=== Supplied passage ===

+ + +

AFSCME Council 31 announced on its website that it intends to back Dillard in his four-way Republican gubernatorial primary.

“We believe that Kirk Dillard would be the best choice in the Republican primary because he has a long record of public service and a demonstrated understanding of state government. He rejects the demonization of public employees – correctional officers, caretakers for those with disabilities, and thousands of others who provide the vital public services that Illinois citizens demand,” said Henry Bayer, the union’s executive director, in a prepared statement.

Bayer also took a shot at frontrunner Bruce Rauner, who has vowed to weaken what he has said is the grip “union bosses” have over state government.

“On the other hand, his primary opponent Bruce Rauner is a billionaire CEO with no experience and little understanding of state government. He calls himself a ‘political outsider’ but has a long record of political cronyism and questionable business deals,” Bayer said. “Rauner asserts that state and other public employees have no legitimate voice in state government while claiming he would run the state ‘like a business’. Illinois citizens would be ill-served by turning over its veterans’ homes and mental health facilities to someone who sought to squeeze profits out of hundreds of nursing homes that were subsequently plagued by millions of dollars in verdicts from wrongful death and patient-neglect lawsuits.”

+ + +

=== Supplied entries ===
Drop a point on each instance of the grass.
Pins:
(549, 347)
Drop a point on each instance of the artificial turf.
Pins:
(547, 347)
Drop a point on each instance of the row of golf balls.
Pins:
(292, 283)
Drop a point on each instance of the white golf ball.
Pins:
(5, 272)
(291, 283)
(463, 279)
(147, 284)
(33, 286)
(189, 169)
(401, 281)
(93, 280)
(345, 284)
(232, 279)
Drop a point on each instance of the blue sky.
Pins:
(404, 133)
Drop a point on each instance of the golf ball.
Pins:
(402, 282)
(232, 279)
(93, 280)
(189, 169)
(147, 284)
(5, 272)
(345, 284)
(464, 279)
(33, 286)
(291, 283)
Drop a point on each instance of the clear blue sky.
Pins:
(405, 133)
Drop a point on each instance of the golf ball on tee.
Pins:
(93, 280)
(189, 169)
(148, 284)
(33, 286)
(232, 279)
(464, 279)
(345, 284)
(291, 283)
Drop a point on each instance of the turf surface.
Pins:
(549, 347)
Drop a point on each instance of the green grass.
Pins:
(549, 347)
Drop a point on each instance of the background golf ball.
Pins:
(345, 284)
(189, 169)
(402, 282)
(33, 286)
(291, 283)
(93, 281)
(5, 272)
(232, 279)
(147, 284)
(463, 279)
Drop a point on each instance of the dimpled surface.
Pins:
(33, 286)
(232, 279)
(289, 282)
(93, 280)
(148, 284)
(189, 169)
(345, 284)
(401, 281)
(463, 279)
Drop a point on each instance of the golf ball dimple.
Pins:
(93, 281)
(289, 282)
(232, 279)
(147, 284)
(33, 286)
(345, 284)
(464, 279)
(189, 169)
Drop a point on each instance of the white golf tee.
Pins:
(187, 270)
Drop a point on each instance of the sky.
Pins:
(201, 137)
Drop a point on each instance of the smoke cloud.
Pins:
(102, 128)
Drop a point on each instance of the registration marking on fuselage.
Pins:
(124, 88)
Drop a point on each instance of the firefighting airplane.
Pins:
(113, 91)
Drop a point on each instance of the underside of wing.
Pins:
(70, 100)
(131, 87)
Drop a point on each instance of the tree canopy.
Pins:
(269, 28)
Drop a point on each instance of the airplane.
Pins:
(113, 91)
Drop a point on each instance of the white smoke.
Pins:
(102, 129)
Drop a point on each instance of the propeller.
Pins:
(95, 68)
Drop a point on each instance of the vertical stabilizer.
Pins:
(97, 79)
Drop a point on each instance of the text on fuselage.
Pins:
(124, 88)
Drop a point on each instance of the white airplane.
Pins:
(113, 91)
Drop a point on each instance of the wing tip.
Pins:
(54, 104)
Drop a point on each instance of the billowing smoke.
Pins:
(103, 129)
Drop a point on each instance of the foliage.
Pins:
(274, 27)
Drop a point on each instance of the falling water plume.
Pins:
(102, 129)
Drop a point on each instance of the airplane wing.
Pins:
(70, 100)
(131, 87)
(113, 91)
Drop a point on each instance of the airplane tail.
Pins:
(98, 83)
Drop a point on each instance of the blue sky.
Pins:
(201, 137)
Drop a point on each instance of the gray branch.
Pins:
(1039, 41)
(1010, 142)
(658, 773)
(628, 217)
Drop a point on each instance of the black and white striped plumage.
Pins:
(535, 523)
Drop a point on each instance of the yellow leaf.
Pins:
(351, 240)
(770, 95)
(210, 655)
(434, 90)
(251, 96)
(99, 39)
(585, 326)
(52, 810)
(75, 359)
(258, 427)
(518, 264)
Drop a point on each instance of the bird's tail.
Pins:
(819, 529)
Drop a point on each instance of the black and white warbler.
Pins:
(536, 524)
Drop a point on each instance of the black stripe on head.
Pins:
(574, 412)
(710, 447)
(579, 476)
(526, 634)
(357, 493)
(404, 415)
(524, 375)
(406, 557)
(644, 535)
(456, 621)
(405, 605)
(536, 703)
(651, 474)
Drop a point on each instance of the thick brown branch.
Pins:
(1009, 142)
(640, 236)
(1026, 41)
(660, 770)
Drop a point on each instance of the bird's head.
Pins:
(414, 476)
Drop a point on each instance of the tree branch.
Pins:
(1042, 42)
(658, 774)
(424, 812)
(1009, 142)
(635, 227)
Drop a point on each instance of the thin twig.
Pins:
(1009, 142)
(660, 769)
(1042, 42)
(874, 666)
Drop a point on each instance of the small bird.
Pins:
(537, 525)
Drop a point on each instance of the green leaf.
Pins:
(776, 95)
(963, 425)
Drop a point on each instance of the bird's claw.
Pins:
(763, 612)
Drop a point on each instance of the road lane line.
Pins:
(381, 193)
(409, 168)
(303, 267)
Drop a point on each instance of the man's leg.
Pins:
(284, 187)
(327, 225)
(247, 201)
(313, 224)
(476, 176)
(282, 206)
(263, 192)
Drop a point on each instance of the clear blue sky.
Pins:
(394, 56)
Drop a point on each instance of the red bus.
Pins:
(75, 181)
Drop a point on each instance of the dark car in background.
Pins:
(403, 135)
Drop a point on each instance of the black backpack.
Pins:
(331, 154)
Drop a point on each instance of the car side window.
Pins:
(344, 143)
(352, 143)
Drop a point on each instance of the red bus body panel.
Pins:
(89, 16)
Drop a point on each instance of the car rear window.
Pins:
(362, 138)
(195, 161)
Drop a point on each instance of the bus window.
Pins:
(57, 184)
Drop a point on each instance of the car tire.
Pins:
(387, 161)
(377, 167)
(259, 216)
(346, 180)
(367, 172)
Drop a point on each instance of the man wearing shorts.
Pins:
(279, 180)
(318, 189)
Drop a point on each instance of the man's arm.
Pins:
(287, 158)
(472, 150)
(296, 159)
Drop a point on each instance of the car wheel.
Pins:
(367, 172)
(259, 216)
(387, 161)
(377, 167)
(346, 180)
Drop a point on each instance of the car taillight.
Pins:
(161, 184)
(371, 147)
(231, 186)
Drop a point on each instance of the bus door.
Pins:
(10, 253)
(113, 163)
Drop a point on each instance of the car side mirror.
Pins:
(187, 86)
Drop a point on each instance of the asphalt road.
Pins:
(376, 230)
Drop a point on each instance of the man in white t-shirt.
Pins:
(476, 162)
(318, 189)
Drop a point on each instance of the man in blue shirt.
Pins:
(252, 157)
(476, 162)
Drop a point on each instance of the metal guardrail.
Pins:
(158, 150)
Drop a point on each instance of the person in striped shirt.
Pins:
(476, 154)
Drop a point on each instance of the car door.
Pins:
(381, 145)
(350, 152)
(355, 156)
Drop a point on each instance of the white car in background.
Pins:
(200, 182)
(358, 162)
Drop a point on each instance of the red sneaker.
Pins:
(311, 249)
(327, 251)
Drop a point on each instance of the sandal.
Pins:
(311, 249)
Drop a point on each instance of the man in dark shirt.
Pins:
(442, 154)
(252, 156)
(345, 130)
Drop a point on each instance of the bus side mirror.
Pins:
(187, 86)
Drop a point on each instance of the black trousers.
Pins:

+ + +

=== Activities ===
a) List every person the AFSCME endorsement passage names.
b) Print the stretch of the AFSCME endorsement passage from "AFSCME Council 31" through "over state government.".

=== Per-task answers ===
a) Kirk Dillard, Henry Bayer, Bruce Rauner

b)
AFSCME Council 31 announced on its website that it intends to back Dillard in his four-way Republican gubernatorial primary.

“We believe that Kirk Dillard would be the best choice in the Republican primary because he has a long record of public service and a demonstrated understanding of state government. He rejects the demonization of public employees – correctional officers, caretakers for those with disabilities, and thousands of others who provide the vital public services that Illinois citizens demand,” said Henry Bayer, the union’s executive director, in a prepared statement.

Bayer also took a shot at frontrunner Bruce Rauner, who has vowed to weaken what he has said is the grip “union bosses” have over state government.